## Source material
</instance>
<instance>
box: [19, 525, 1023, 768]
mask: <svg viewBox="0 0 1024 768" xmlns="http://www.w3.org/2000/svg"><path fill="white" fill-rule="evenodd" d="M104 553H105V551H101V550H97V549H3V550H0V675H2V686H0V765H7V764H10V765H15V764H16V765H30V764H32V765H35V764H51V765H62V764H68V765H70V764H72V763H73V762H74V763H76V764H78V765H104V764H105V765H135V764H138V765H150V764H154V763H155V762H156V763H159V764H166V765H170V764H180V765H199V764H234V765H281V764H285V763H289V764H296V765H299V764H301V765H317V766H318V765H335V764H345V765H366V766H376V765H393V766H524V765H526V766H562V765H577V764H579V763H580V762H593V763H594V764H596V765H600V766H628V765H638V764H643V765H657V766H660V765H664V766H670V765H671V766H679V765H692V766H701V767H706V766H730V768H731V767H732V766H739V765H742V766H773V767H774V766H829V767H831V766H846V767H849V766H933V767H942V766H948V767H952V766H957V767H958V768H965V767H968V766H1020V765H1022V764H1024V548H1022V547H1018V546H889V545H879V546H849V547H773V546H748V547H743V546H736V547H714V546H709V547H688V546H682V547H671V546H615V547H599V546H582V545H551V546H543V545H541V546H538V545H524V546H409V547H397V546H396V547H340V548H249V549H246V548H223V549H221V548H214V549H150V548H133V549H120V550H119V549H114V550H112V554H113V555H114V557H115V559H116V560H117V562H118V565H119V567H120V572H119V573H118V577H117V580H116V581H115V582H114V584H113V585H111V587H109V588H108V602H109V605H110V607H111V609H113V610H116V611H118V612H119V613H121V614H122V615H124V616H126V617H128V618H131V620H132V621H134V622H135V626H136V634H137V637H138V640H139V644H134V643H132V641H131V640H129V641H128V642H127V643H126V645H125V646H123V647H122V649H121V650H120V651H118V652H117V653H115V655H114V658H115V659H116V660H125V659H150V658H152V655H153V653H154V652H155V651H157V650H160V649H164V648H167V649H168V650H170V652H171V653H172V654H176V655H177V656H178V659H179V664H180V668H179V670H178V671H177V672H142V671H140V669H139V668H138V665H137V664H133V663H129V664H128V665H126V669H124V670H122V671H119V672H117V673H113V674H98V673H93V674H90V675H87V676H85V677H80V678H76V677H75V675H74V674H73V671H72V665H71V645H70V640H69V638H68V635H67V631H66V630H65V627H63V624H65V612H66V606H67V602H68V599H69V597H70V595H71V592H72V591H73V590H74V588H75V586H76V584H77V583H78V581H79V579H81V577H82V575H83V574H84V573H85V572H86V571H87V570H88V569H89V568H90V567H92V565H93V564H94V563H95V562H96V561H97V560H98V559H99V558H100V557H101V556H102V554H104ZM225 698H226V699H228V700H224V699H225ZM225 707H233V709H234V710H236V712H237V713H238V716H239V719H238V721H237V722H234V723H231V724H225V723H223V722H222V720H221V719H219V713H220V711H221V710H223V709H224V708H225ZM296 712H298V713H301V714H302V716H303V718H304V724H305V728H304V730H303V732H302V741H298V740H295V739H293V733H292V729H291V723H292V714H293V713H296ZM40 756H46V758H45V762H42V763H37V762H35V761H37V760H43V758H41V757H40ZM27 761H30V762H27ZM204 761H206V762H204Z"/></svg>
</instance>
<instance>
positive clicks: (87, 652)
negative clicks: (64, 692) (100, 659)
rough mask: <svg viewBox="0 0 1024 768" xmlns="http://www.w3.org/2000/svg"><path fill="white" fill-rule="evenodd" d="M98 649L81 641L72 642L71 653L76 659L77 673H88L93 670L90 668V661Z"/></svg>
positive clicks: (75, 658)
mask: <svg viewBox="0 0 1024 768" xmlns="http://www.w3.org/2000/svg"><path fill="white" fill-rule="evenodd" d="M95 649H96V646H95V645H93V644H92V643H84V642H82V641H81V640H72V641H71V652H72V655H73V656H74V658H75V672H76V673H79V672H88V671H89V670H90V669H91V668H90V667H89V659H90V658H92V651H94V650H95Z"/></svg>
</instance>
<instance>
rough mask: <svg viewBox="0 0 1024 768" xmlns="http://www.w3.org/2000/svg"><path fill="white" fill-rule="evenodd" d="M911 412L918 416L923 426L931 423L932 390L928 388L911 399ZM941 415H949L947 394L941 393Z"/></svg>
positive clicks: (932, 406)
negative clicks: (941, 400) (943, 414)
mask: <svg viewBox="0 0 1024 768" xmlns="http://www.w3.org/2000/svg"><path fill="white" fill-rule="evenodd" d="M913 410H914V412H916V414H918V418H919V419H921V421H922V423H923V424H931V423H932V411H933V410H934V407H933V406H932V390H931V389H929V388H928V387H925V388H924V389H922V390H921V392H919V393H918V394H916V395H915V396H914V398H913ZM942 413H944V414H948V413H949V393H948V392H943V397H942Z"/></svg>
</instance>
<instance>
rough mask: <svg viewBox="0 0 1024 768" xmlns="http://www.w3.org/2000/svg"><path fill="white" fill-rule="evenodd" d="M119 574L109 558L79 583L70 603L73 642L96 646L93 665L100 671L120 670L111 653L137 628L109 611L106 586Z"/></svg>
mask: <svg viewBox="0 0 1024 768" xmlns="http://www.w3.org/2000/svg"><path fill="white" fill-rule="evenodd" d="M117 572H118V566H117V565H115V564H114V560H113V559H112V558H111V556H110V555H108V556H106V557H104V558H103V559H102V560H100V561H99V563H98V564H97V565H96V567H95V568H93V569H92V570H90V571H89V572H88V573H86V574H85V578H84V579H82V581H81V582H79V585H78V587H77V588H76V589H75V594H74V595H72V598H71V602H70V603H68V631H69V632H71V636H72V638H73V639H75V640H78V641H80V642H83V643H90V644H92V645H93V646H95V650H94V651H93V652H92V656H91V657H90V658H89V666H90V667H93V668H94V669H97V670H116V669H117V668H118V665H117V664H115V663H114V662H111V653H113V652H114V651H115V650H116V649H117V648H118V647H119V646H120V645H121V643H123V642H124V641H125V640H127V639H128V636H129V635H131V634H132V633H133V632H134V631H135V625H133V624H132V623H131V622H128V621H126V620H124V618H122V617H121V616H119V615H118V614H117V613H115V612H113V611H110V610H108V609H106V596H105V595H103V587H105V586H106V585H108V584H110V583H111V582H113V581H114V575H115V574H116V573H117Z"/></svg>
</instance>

## What to produce
Print all the entries above. Keep each one exact.

## Task result
</instance>
<instance>
box: [19, 525, 1023, 768]
mask: <svg viewBox="0 0 1024 768" xmlns="http://www.w3.org/2000/svg"><path fill="white" fill-rule="evenodd" d="M104 553H105V551H101V550H97V549H3V550H0V675H2V686H0V765H7V764H10V765H15V764H16V765H30V764H32V765H35V764H51V765H62V764H68V765H70V764H72V763H73V762H74V763H76V764H78V765H104V764H105V765H135V764H138V765H150V764H154V763H155V762H156V763H159V764H166V765H170V764H180V765H199V764H234V765H281V764H285V763H289V764H296V765H299V764H301V765H317V766H318V765H335V764H345V765H366V766H376V765H393V766H524V765H526V766H562V765H577V764H579V763H580V762H593V763H594V764H596V765H600V766H628V765H638V764H643V765H657V766H660V765H664V766H670V765H671V766H679V765H692V766H701V767H706V766H730V768H731V767H732V766H739V765H742V766H773V767H774V766H829V767H831V766H846V767H849V766H933V767H942V766H948V767H952V766H957V767H958V768H965V767H968V766H1020V765H1022V764H1024V548H1022V547H1018V546H889V545H879V546H849V547H773V546H748V547H743V546H736V547H714V546H709V547H688V546H682V547H671V546H615V547H599V546H582V545H551V546H543V545H541V546H538V545H524V546H409V547H397V546H396V547H340V548H249V549H246V548H223V549H221V548H214V549H150V548H133V549H120V550H119V549H114V550H112V554H113V555H114V557H115V559H116V560H117V562H118V565H119V567H120V572H119V573H118V577H117V580H116V581H115V582H114V584H113V585H111V587H109V588H108V602H109V605H110V607H111V609H113V610H116V611H118V612H119V613H121V614H122V615H124V616H126V617H128V618H131V620H132V621H134V622H135V626H136V634H137V637H138V640H139V644H134V643H132V641H131V640H129V641H128V642H127V643H126V645H125V646H123V647H122V649H121V650H120V651H118V652H117V653H115V655H114V658H115V659H116V660H125V659H150V658H152V655H153V653H154V652H155V651H157V650H160V649H164V648H167V649H168V650H170V652H171V653H172V654H176V655H177V656H178V659H179V664H180V668H179V670H178V671H177V672H142V671H140V669H139V668H138V665H137V664H133V663H129V664H128V665H126V669H124V670H122V671H119V672H117V673H113V674H98V673H93V674H90V675H87V676H85V677H80V678H76V677H75V675H74V674H73V671H72V665H71V645H70V640H69V638H68V635H67V631H66V630H65V627H63V624H65V612H66V606H67V602H68V599H69V597H70V595H71V592H72V591H73V590H74V588H75V586H76V584H77V583H78V581H79V579H81V577H82V575H83V574H84V573H85V572H86V571H87V570H88V569H89V568H90V567H92V565H93V564H94V563H95V562H96V561H97V560H98V559H99V558H100V557H101V556H102V554H104ZM225 698H226V699H228V700H224V699H225ZM225 707H233V709H234V710H236V712H237V713H238V716H239V719H238V721H237V722H234V723H231V724H225V723H223V722H222V720H221V719H219V713H220V711H221V710H223V709H224V708H225ZM296 712H298V713H301V714H302V716H303V718H304V724H305V728H304V730H303V732H302V741H298V740H295V739H293V733H292V729H291V723H292V714H293V713H296ZM40 756H46V758H45V762H42V763H37V762H35V761H37V760H43V758H41V757H40ZM27 761H30V762H27ZM204 761H206V762H204Z"/></svg>
</instance>
<instance>
positive clicks: (87, 652)
negative clicks: (64, 692) (100, 659)
rough mask: <svg viewBox="0 0 1024 768" xmlns="http://www.w3.org/2000/svg"><path fill="white" fill-rule="evenodd" d="M98 649L81 641L72 642L71 653L76 659L77 673H88L93 670L90 668V661Z"/></svg>
positive clicks: (75, 658)
mask: <svg viewBox="0 0 1024 768" xmlns="http://www.w3.org/2000/svg"><path fill="white" fill-rule="evenodd" d="M95 649H96V646H95V645H93V644H92V643H84V642H82V641H81V640H72V641H71V652H72V655H73V656H74V658H75V672H76V673H79V672H88V671H89V670H90V669H91V668H90V667H89V659H90V658H92V651H94V650H95Z"/></svg>
</instance>
<instance>
rough mask: <svg viewBox="0 0 1024 768" xmlns="http://www.w3.org/2000/svg"><path fill="white" fill-rule="evenodd" d="M911 412L918 416L923 426L931 423L932 390L928 388L911 399ZM941 415H949L947 394L941 393Z"/></svg>
positive clicks: (932, 406)
negative clicks: (941, 400) (943, 414)
mask: <svg viewBox="0 0 1024 768" xmlns="http://www.w3.org/2000/svg"><path fill="white" fill-rule="evenodd" d="M913 410H914V412H916V414H918V418H919V419H921V421H922V423H923V424H931V423H932V411H933V410H934V407H933V406H932V390H931V389H929V388H928V387H925V388H924V389H922V390H921V392H919V393H918V394H916V395H915V396H914V398H913ZM942 413H944V414H948V413H949V393H948V392H943V397H942Z"/></svg>
</instance>
<instance>
rough mask: <svg viewBox="0 0 1024 768" xmlns="http://www.w3.org/2000/svg"><path fill="white" fill-rule="evenodd" d="M119 574L109 558L79 583L70 603L73 642L96 646L93 665L100 671L120 670L111 653L137 628L109 611L106 586Z"/></svg>
mask: <svg viewBox="0 0 1024 768" xmlns="http://www.w3.org/2000/svg"><path fill="white" fill-rule="evenodd" d="M117 572H118V566H117V565H115V564H114V560H113V559H112V558H111V556H110V555H108V556H106V557H104V558H103V559H102V560H100V561H99V563H98V564H97V565H96V567H95V568H93V569H92V570H90V571H89V572H88V573H86V574H85V578H84V579H82V581H81V582H79V585H78V587H77V588H76V589H75V594H74V595H72V598H71V602H70V603H68V631H69V632H71V636H72V638H73V639H75V640H78V641H80V642H83V643H90V644H92V645H93V646H95V650H94V651H93V652H92V656H91V657H90V658H89V666H90V667H93V668H94V669H97V670H116V669H117V668H118V665H117V664H115V663H114V662H111V653H113V652H114V651H115V650H116V649H117V648H118V647H119V646H120V645H121V643H123V642H124V641H125V640H127V639H128V636H129V635H131V634H132V633H133V632H134V631H135V625H133V624H132V623H131V622H128V621H126V620H124V618H122V617H121V616H119V615H118V614H117V613H115V612H113V611H110V610H108V609H106V596H105V595H103V587H105V586H106V585H108V584H110V583H111V582H113V581H114V575H115V574H116V573H117Z"/></svg>
</instance>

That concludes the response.